## [Exercise instructions]
Repeat every record below, word for word.

## [Material provided]
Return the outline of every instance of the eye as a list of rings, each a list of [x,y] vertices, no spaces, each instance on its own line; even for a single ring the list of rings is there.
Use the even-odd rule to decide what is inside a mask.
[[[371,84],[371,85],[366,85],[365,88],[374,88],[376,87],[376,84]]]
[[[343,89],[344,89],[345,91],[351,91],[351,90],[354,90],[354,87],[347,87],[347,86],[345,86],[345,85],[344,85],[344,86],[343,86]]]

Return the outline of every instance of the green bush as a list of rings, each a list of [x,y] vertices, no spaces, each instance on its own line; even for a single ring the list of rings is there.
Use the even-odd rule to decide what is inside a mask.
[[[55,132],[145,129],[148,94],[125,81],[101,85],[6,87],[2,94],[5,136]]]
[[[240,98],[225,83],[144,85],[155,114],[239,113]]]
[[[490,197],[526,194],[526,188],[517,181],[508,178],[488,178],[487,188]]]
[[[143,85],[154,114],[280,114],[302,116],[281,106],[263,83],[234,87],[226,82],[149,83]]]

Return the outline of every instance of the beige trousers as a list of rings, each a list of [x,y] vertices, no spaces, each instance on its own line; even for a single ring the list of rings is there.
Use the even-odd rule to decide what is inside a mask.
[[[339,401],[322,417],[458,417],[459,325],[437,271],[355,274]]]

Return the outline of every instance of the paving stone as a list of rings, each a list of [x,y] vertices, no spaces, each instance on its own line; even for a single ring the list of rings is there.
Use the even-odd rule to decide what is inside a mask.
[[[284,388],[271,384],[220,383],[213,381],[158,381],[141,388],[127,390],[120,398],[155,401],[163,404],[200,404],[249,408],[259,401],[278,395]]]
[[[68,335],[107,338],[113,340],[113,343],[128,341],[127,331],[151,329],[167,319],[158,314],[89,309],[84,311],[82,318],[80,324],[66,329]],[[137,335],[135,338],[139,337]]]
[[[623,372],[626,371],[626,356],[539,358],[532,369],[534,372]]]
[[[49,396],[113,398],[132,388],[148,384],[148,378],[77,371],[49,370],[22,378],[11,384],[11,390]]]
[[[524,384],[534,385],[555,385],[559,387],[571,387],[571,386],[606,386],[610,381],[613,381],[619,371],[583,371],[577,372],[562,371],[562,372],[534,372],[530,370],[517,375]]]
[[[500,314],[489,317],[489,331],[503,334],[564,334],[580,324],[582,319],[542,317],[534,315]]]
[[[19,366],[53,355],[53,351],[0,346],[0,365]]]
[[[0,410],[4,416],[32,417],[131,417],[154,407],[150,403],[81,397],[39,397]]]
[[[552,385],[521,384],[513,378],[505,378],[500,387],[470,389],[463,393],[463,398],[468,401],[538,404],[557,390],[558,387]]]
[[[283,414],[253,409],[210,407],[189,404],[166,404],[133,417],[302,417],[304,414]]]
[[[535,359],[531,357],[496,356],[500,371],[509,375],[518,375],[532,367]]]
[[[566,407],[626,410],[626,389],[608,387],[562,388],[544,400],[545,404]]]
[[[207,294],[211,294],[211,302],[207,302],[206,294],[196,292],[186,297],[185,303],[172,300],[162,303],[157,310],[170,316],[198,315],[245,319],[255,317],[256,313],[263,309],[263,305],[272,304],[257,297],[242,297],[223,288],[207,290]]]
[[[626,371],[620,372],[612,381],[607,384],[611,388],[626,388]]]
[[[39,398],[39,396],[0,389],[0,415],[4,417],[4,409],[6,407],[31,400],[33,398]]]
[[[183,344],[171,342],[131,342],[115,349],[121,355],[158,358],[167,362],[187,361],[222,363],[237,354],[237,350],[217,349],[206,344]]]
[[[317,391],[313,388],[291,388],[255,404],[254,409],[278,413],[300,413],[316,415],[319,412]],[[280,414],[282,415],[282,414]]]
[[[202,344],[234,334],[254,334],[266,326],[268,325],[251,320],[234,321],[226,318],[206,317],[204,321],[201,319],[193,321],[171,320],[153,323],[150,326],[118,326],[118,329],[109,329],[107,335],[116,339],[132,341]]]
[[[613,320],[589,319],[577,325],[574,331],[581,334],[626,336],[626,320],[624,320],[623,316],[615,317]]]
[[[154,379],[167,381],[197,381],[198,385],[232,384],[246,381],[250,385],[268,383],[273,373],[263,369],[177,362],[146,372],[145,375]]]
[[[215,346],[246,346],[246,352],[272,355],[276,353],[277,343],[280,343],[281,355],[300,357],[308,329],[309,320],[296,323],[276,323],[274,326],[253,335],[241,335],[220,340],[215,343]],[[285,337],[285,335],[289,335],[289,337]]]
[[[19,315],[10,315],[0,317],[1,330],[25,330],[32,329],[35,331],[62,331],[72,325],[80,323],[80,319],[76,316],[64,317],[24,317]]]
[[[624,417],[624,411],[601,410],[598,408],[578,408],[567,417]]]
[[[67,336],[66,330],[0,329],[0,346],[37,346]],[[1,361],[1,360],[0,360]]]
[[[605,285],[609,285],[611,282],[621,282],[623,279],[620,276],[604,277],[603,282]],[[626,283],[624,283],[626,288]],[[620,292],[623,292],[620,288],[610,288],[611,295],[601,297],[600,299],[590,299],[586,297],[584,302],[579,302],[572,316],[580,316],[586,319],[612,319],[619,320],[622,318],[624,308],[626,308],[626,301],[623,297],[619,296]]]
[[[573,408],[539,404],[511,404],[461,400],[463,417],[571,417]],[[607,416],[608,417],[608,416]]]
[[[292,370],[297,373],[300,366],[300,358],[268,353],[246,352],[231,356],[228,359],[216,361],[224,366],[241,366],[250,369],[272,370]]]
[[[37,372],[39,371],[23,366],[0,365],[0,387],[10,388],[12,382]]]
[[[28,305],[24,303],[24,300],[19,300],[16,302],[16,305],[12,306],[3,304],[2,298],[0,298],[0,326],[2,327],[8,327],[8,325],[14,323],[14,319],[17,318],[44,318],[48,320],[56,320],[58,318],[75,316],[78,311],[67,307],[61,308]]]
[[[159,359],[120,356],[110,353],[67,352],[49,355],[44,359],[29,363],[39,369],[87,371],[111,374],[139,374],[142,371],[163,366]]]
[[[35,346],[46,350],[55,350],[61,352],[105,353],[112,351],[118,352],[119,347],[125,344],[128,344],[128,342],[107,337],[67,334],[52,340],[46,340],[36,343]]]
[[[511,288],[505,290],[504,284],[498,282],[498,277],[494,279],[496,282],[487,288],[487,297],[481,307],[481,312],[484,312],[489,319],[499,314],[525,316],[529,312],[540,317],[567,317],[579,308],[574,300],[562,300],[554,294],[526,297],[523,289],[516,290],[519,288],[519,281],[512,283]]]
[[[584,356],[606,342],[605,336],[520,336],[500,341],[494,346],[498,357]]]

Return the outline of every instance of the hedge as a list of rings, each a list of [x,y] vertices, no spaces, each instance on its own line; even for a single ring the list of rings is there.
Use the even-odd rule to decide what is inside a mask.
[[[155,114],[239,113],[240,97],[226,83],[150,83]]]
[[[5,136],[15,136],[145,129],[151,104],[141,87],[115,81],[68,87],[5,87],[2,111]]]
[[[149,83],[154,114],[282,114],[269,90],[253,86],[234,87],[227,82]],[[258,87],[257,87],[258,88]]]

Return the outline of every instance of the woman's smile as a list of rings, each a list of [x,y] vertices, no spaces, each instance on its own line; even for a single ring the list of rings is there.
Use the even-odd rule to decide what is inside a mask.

## [Answer to this exercise]
Return the outline of every instance of the eye as a list of rings, each a list of [x,y] vertices, no spaces, each instance on its own line; even for a single ring the list of rings is there.
Use the even-odd rule to decide what is inside a mask.
[[[371,84],[371,85],[366,85],[365,88],[374,88],[376,87],[376,84]]]
[[[343,89],[344,89],[345,91],[351,91],[351,90],[354,90],[354,87],[347,87],[347,86],[345,86],[345,85],[344,85],[344,86],[343,86]]]

Return the outline of every instance of the green bush as a list of rings, each a list of [x,y] vertices, no spaces, each instance on its own line; even for a single ring the list of rings is there.
Use the even-odd rule to decide what is inside a mask.
[[[55,132],[145,129],[148,94],[125,81],[101,85],[6,87],[2,94],[5,136]]]
[[[240,98],[225,83],[144,85],[155,114],[239,113]]]
[[[490,197],[526,194],[526,188],[517,181],[508,178],[488,178],[487,188]]]
[[[143,85],[154,114],[280,114],[302,116],[281,106],[263,83],[234,87],[226,82],[149,83]]]

Return the outline of every instance of the beige trousers as a list of rings, each a list of [x,y] vertices, no spaces, each instance on its own line; even for a single ring the list of rings is there.
Use the even-odd rule to decide what is inside a mask.
[[[339,401],[322,417],[458,417],[459,325],[437,271],[355,274]]]

Return the outline of every instance of the paving stone as a list of rings, each a list of [x,y] vertices, no spaces, each instance on its own line; even for a single ring the list of rings is there.
Use the even-odd rule to decide what is inside a mask.
[[[284,388],[271,384],[220,383],[213,381],[158,381],[141,388],[127,390],[120,398],[155,401],[163,404],[200,404],[249,408],[259,401],[278,395]]]
[[[68,335],[107,338],[113,340],[113,343],[128,341],[127,331],[151,329],[167,319],[158,314],[89,309],[84,311],[82,318],[80,324],[66,329]],[[137,335],[135,338],[139,337]]]
[[[623,372],[626,371],[626,356],[539,358],[532,369],[534,372]]]
[[[49,396],[113,398],[132,388],[148,384],[148,378],[77,371],[49,370],[22,378],[11,384],[11,390]]]
[[[524,384],[534,385],[555,385],[559,387],[571,387],[571,386],[606,386],[610,381],[613,381],[619,371],[583,371],[577,372],[562,371],[562,372],[534,372],[530,370],[517,375]]]
[[[500,314],[489,317],[489,331],[503,334],[564,334],[580,324],[582,319],[542,317],[534,315]]]
[[[19,366],[53,355],[53,351],[0,346],[0,365]]]
[[[0,410],[4,416],[32,417],[131,417],[154,407],[150,403],[81,397],[39,397]]]
[[[552,385],[521,384],[513,378],[505,378],[500,387],[470,389],[463,393],[463,398],[468,401],[538,404],[557,390],[558,387]]]
[[[283,414],[253,409],[210,407],[189,404],[166,404],[133,417],[302,417],[304,414]]]
[[[535,359],[531,357],[496,356],[500,371],[509,375],[518,375],[532,367]]]
[[[566,407],[626,410],[626,389],[608,387],[562,388],[544,400],[545,404]]]
[[[207,294],[211,294],[211,302],[207,302],[206,294],[196,292],[186,297],[185,303],[172,300],[162,303],[157,310],[170,316],[198,315],[245,319],[255,317],[256,313],[263,309],[263,305],[272,304],[257,297],[242,297],[223,288],[207,290]]]
[[[626,371],[620,372],[612,381],[607,384],[611,388],[626,388]]]
[[[39,398],[39,396],[0,389],[0,415],[4,417],[4,409],[6,407],[31,400],[33,398]]]
[[[183,344],[171,342],[131,342],[115,349],[121,355],[158,358],[167,362],[187,361],[222,363],[237,354],[237,350],[217,349],[206,344]]]
[[[317,391],[313,388],[291,388],[255,404],[254,409],[278,413],[300,413],[316,415],[319,412]],[[280,414],[282,415],[282,414]]]
[[[202,344],[234,334],[254,334],[266,326],[268,325],[251,320],[234,321],[226,318],[206,317],[204,321],[201,319],[193,321],[171,320],[153,323],[150,326],[118,326],[118,329],[109,329],[107,335],[116,339],[132,341]]]
[[[613,320],[589,319],[577,325],[574,331],[581,334],[626,336],[626,320],[624,320],[623,316],[615,317]]]
[[[154,379],[167,381],[197,381],[198,385],[232,384],[246,381],[250,385],[268,383],[273,373],[263,369],[177,362],[146,372],[145,375]]]
[[[215,346],[246,346],[246,352],[272,355],[276,353],[277,343],[280,343],[281,355],[300,357],[308,329],[309,320],[296,323],[276,323],[274,326],[253,335],[241,335],[220,340],[215,343]],[[285,337],[285,335],[289,335],[289,337]]]
[[[19,315],[10,315],[0,317],[1,330],[25,330],[32,329],[35,331],[62,331],[72,325],[80,323],[80,319],[76,316],[64,317],[24,317]]]
[[[624,417],[624,411],[601,410],[598,408],[578,408],[567,417]]]
[[[67,336],[66,330],[0,329],[0,346],[37,346]],[[1,361],[1,360],[0,360]]]
[[[605,285],[609,285],[611,282],[621,282],[623,279],[620,276],[604,277],[603,282]],[[626,283],[624,283],[626,288]],[[620,292],[623,292],[620,288],[610,288],[611,295],[601,297],[600,299],[590,299],[586,297],[584,302],[579,302],[572,316],[580,316],[586,319],[612,319],[619,320],[622,318],[624,308],[626,308],[626,301],[623,297],[619,296]]]
[[[573,408],[539,404],[511,404],[461,400],[463,417],[571,417]],[[607,416],[608,417],[608,416]]]
[[[292,370],[297,373],[300,366],[300,358],[268,353],[246,352],[231,356],[228,359],[216,361],[224,366],[241,366],[250,369],[272,370]]]
[[[37,372],[39,371],[23,366],[0,365],[0,387],[10,388],[12,382]]]
[[[28,305],[24,303],[24,300],[19,300],[16,302],[16,305],[12,306],[3,304],[2,298],[0,298],[0,326],[2,327],[8,327],[8,325],[14,323],[14,319],[17,318],[44,318],[48,320],[56,320],[58,318],[75,316],[78,311],[67,307],[61,308]]]
[[[159,359],[120,356],[110,353],[67,352],[49,355],[44,359],[29,363],[39,369],[87,371],[111,374],[139,374],[142,371],[163,366]]]
[[[35,346],[46,350],[55,350],[61,352],[105,353],[112,351],[118,352],[119,347],[125,344],[128,344],[128,342],[107,337],[67,334],[52,340],[46,340],[36,343]]]
[[[511,288],[505,290],[504,284],[498,282],[498,277],[494,279],[496,282],[487,288],[487,297],[481,307],[481,312],[484,312],[489,319],[499,314],[525,316],[529,312],[540,317],[567,317],[579,308],[574,300],[562,300],[554,294],[526,297],[523,289],[516,290],[519,288],[519,281],[512,283]]]
[[[584,356],[606,342],[605,336],[520,336],[500,341],[494,346],[498,357]]]

Return the outline of every instance of the hedge as a list of rings, each a list of [x,y] vertices, no spaces, each instance on its own line; even for a single ring the list of rings is there.
Use the even-odd rule to decide what is inside a mask.
[[[155,114],[239,113],[240,97],[226,83],[150,83]]]
[[[5,136],[15,136],[145,129],[151,104],[141,87],[115,81],[68,87],[5,87],[2,111]]]
[[[149,83],[154,114],[282,114],[269,90],[253,86],[234,87],[227,82]],[[258,87],[257,87],[258,88]]]

Return the outline of every instance of the woman's smile as a list of rings, each a list of [x,y] vertices, no spaces, each instance on its own line; even for a single ring the list of rings is there.
Use the even-odd rule to decide what is inside a mask.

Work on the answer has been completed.